─── Given records ───

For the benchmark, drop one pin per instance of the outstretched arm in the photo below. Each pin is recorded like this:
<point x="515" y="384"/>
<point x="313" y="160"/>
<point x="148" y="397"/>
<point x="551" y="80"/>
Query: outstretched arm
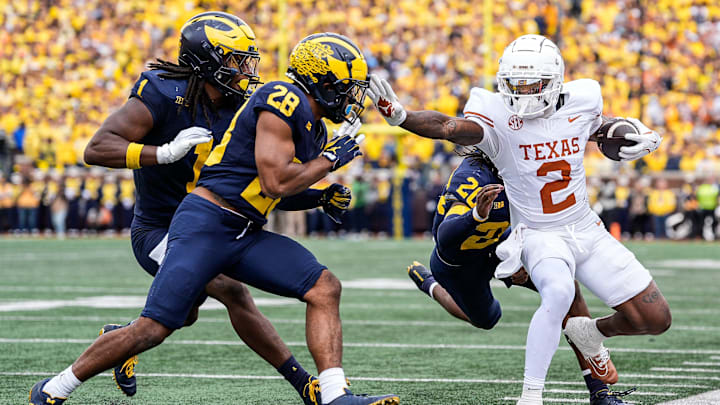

───

→ Do this
Convert the records above into a JSON list of strings with one string per line. Omit blank lines and the pictures.

→ Finished exercise
[
  "For the benchmark, drop one pin per instance of the outstretched arm in the photo below. Each pin is recorded like this:",
  "<point x=\"515\" y=\"384\"/>",
  "<point x=\"313\" y=\"160\"/>",
  "<point x=\"148\" y=\"397\"/>",
  "<point x=\"551\" y=\"80\"/>",
  "Query: outstretched arm"
]